• _WHAT THE TASK REQUIRES_
Starting at the line containing "target: background tree" and running through the end of the material, both ends included, reproduce every line, requests included. In the answers, multiply each x,y coordinate by 1.15 and round it to a whole number, with halves rounding up; return only these lines.

• _RECORDS PROVIDED_
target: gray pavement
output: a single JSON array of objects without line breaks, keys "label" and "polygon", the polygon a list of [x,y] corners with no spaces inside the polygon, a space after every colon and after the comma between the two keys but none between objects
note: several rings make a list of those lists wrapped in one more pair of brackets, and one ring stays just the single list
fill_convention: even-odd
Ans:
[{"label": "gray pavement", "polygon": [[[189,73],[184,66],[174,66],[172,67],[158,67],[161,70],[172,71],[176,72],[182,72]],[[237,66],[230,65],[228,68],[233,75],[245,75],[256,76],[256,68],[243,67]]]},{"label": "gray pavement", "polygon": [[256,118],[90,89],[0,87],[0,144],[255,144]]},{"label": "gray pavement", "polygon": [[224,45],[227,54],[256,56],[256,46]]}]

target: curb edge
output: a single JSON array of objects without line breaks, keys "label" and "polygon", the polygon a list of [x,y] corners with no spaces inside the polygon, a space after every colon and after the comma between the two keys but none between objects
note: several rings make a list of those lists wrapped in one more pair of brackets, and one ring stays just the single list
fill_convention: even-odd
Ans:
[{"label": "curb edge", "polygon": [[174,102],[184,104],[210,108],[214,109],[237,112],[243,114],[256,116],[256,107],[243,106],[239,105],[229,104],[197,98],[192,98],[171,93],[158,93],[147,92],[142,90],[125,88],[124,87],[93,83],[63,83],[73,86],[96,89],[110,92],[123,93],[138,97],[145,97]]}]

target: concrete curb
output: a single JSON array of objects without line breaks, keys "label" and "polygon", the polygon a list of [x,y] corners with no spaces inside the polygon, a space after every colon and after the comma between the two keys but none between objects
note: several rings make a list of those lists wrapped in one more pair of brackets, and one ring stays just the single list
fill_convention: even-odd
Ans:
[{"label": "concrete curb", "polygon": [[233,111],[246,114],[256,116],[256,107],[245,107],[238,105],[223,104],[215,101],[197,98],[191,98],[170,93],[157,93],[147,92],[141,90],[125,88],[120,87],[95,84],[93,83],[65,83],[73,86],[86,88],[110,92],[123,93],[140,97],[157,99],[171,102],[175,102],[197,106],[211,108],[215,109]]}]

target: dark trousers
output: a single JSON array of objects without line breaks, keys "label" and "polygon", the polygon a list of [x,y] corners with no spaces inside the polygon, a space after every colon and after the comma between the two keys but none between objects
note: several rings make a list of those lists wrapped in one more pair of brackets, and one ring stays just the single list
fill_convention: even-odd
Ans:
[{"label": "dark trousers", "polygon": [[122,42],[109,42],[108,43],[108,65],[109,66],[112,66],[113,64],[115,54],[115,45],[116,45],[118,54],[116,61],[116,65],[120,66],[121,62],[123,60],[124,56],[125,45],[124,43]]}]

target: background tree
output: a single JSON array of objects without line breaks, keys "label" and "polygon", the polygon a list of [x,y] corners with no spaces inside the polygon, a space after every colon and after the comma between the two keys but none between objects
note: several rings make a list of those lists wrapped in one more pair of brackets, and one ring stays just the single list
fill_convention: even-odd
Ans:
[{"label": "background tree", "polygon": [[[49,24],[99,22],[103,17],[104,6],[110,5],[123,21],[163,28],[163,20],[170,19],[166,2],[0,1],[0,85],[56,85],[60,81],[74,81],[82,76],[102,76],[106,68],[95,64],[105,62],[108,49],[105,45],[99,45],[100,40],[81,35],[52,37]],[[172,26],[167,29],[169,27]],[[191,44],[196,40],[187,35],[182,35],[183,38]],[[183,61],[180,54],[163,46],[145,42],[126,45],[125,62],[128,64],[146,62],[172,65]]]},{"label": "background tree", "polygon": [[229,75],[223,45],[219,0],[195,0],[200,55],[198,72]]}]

• _FULL ANSWER_
target: background tree
output: a single JSON array of objects without line breaks, keys "label" and "polygon", the polygon a list of [x,y] corners with no spaces inside the polygon, a space after every colon and after the comma between the two keys but none between objects
note: several rings make a list of those lists wrapped in one more pair of brackets, and one ring stays just the single list
fill_convention: even-odd
Ans:
[{"label": "background tree", "polygon": [[[56,28],[114,25],[118,20],[120,7],[127,6],[141,24],[187,32],[187,23],[196,22],[191,2],[0,1],[0,98],[64,98],[69,93],[85,93],[94,87],[117,87],[122,78],[109,74],[121,71],[124,56],[121,52],[114,52],[115,46],[93,40],[60,43]],[[198,30],[192,33],[194,31]],[[220,51],[225,46],[215,40],[209,40],[210,44]],[[210,70],[207,62],[187,53],[167,48],[145,52],[144,71],[147,74],[168,71],[198,75]]]},{"label": "background tree", "polygon": [[263,86],[256,52],[252,0],[224,0],[230,63],[228,83]]}]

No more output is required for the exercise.